▸ **SELECTED TEXT**:
**********

Hydrogen harnesses the potential to help transition the world away from fossil fuels – preserving our planet for future generations. Using fuel cells which transform hydrogen into electricity, this fuel has the potential to power future trucks, shipping vessels and even airplanes while only emitting water vapor as a by-product. Hydrogen is therefore expected to play a large role in our global transition to renewable energy.
Where, then, can we find hydrogen? The good news is hydrogen is found almost everywhere. On Earth hydrogen is contained in everything from water, plants, and rocks to humans and other animals! In fact, around 75% of all matter in the universe is hydrogen. It is found in everything from oceans, ice packs, rivers and lakes, to the sun and moon. It’s also found in the enormous gas and dust clouds that exist throughout interstellar space.
Our Sun is composed of around 73% hydrogen, while the atmosphere of Jupiter is 90% hydrogen.

**********

▸ **INFORMATION PROVIDED**:
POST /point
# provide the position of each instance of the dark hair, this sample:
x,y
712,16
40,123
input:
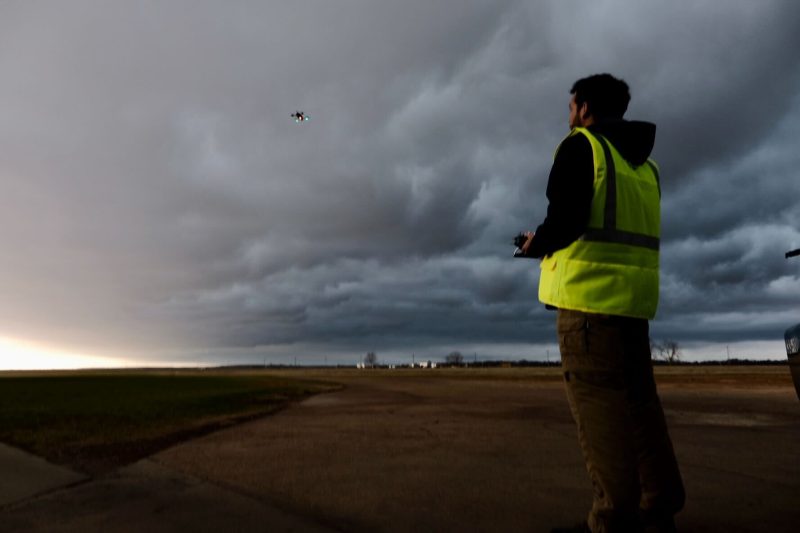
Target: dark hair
x,y
606,96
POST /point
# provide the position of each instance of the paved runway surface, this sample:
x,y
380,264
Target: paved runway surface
x,y
431,452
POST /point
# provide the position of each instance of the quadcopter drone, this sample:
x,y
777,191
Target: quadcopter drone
x,y
300,116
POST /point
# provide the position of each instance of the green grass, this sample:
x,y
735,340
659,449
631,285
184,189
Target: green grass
x,y
98,421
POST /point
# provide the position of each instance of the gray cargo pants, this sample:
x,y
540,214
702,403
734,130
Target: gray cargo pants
x,y
608,375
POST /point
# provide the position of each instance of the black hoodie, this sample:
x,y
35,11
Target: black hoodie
x,y
571,183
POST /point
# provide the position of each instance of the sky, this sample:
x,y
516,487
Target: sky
x,y
160,206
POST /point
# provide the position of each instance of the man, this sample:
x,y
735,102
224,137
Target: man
x,y
599,244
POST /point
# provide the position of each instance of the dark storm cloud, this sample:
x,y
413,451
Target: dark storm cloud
x,y
157,194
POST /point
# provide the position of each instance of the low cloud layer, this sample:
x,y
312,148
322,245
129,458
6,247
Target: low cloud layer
x,y
157,195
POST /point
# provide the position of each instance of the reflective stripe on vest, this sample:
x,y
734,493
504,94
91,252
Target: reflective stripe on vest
x,y
609,232
613,267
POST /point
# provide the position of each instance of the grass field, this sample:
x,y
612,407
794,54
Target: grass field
x,y
96,421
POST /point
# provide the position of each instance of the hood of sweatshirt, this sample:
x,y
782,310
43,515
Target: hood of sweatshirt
x,y
632,138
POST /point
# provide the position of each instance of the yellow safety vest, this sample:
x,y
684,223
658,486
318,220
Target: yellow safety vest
x,y
613,267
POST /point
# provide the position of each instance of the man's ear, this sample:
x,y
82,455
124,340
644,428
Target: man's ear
x,y
583,111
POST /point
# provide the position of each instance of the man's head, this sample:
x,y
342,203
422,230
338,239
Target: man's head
x,y
598,97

**********

▸ **WHAT IS BEING ASKED**: Pick up the passage about hydrogen after its last sentence and write what comes next.

▸ **TASK RESULT**:
The bad news is that this hydrogen is not all readily accessible. On Earth, most of it is bound to other compounds, such as in water (in the form of H2O), methane, ammonia and even table sugar. One way of extracting this hydrogen from water is to perform something called electrolysis. By running an electrical current through two electrodes submersed in water, electrolysis splits this water into oxygen and hydrogen gas. The hydrogen gas is then available to be used in trucks, cars, airplanes, and even rockets. In cars and trucks, this hydrogen is used to create electricity through fuel cell stacks.
Every year the process of electrolysis gets more and more efficient. This means less electricity is needed in order to produce more hydrogen. But this process of efficiency depends on innovation from an educated and highly trained workforce in renewable energy. Training the next generation of renewable energy leaders in STEM skills is not enough – these future leaders must have the critical thinking, creativity and collaborative skills only a STEAM education can provide.